* **TEXTO FORNECIDO**
****

Uma mercearia
‘24 horas’ jamais fôra uma tarefa fácil: a certa altura, o cansaço bate. Além
disso, um esforço grande para as despesas quando o sol se põe: eletricidade e
funcionários, horas-extras... o custo e o impacto das operações podem ser
fatais.
Fica muito claro
que todos têm direito ao descanso, ao sono, ao repouso. O duro é explicar isso
para os notívagos...
A boa e velha boemia
só ocorre em casos de adesão: diversões noturnas, dessas madrugada afora, só
existem em bom número, densidade e consistência para aqueles que desejam
faturar em cima daqueles que se jogam na ‘night’ sem saber, ao certo, onde tudo
vai parar.
Caso contrário,
meia-noite e tudo mundo na caminha, envergando seu melhor pijaminha...
... cidade de
velhos?! É uma boa pergunta.
Quem trabalha na
noite sabe o encurtamento da vida que tal atividade ocasiona a qualquer
organismo. Isso também cabe para uma ideia meio ‘romântica’ que boa parte dos(as)
leitores(as) têm em relação aos escritores: aquele(a) sujeito(a) que ocupa um
cômodo aceso pela madrugada a deitar sobre o papel seu/sua melhor criação
literária.
Ó, inocência!
Mal sabem que mais de 90% deles(as) acordam sete da manhã para iniciarem suas
tarefas às oito. Essa ideia do silêncio da noite para a criação literária é bem
típica de quem não tem a Literatura como ofício.
Enfim... ninguém
é obrigado a saber de certos detalhes quase sórdidos. Sigamos com a visão
romântica do escritor, sua musa, boemias e madrugadas, nem que seja para
aquecer corações ou motivar o(a) leitor(a) a sair de casa e adquirir um
exemplar de seu mais recente trabalho.
Assim sendo, a madrugada
só é boa para quem está na ‘vibe’ do negócio, quem ainda tem energia para a
curtição do horário e o encanto das luzes de neon. Para quem está atrás do
balcão, ...
Isso, entendemos
perfeitamente! E, acreditem... os fregueses até se queixam, mas corroboram o
direito sagrado que todo trabalhador tem do descanso.
O que não
imaginávamos é que o trem fosse fechar tão cedo.
Caiu na ‘night’,
barbas de molho que as cozinhas fecham a uma da manhã.

****

* **Entradas de um conjunto de dados**
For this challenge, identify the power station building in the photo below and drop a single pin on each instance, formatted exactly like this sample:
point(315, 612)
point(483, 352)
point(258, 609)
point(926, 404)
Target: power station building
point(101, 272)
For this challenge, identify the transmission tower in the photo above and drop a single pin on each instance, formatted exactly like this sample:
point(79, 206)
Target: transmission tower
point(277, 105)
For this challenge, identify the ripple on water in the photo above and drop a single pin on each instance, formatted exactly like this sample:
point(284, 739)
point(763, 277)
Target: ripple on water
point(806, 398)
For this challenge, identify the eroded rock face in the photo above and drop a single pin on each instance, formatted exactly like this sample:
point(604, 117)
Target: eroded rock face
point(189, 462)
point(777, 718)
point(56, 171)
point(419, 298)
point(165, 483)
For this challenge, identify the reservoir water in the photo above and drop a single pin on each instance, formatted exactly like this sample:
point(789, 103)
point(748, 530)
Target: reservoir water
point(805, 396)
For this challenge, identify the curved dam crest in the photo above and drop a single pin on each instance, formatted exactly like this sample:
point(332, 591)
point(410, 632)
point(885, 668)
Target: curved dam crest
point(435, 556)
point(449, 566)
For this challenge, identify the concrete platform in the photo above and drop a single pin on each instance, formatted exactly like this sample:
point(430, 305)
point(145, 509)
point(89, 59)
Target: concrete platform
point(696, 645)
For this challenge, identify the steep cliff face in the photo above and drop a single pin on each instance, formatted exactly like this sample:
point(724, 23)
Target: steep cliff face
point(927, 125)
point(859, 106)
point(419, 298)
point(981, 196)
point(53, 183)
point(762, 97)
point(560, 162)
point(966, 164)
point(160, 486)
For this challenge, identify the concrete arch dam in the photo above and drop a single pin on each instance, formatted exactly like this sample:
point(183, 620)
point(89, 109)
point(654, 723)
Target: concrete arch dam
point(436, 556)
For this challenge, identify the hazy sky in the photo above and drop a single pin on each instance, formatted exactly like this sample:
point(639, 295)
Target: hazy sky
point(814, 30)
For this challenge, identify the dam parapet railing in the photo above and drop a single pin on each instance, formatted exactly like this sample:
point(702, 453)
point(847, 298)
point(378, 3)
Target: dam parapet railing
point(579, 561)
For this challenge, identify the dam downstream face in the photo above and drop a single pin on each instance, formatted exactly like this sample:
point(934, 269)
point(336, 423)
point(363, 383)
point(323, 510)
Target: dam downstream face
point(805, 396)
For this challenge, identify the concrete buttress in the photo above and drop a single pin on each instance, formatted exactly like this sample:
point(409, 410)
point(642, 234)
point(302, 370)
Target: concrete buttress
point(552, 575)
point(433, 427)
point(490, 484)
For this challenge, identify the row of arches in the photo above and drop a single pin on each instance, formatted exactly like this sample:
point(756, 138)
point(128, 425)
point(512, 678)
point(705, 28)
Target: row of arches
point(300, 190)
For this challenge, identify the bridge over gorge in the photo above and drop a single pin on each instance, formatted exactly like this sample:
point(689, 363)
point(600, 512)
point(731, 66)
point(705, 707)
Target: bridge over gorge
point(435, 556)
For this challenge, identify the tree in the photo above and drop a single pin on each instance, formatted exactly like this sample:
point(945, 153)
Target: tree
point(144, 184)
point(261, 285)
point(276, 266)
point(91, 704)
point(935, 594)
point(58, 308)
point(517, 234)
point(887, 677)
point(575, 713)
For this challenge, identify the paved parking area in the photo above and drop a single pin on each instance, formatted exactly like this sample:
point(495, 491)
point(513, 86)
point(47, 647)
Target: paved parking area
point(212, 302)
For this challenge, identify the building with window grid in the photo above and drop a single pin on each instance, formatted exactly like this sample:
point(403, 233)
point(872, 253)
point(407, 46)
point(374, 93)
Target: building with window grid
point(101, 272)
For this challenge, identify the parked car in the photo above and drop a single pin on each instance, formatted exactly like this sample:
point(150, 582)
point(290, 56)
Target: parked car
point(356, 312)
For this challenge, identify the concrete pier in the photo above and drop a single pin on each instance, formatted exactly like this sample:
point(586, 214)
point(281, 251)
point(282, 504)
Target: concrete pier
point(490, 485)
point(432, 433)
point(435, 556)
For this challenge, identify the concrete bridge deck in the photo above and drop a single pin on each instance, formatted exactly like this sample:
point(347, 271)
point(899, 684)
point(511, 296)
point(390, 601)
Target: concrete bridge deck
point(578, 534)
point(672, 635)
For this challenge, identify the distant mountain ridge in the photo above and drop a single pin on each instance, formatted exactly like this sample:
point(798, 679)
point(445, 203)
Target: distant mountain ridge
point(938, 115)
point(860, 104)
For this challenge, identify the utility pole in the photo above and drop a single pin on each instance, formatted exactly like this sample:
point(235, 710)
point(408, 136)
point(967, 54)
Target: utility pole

****

* **INSTRUÇÕES DA TAREFA**
A) Devolva o trecho do texto sobre a vida noturna que vai de "leitores(as) têm em" até "mais recente trabalho.", sem mudar nenhuma palavra.
B) Apresente como uma lista JSON de strings, com uma string por linha e sem as linhas em branco, apenas as linhas das entradas que vão do começo delas até a linha com "point(806, 398)", incluindo essa linha.

* **RESPOSTAS DO EXERCÍCIO**
A)
leitores(as) têm em relação aos escritores: aquele(a) sujeito(a) que ocupa um
cômodo aceso pela madrugada a deitar sobre o papel seu/sua melhor criação
literária.
Ó, inocência!
Mal sabem que mais de 90% deles(as) acordam sete da manhã para iniciarem suas
tarefas às oito. Essa ideia do silêncio da noite para a criação literária é bem
típica de quem não tem a Literatura como ofício.
Enfim... ninguém
é obrigado a saber de certos detalhes quase sórdidos. Sigamos com a visão
romântica do escritor, sua musa, boemias e madrugadas, nem que seja para
aquecer corações ou motivar o(a) leitor(a) a sair de casa e adquirir um
exemplar de seu mais recente trabalho.

B)
[
  "For this challenge, identify the power station building in the photo below and drop a single pin on each instance, formatted exactly like this sample:",
  "point(315, 612)",
  "point(483, 352)",
  "point(258, 609)",
  "point(926, 404)",
  "Target: power station building",
  "point(101, 272)",
  "For this challenge, identify the transmission tower in the photo above and drop a single pin on each instance, formatted exactly like this sample:",
  "point(79, 206)",
  "Target: transmission tower",
  "point(277, 105)",
  "For this challenge, identify the ripple on water in the photo above and drop a single pin on each instance, formatted exactly like this sample:",
  "point(284, 739)",
  "point(763, 277)",
  "Target: ripple on water",
  "point(806, 398)"
]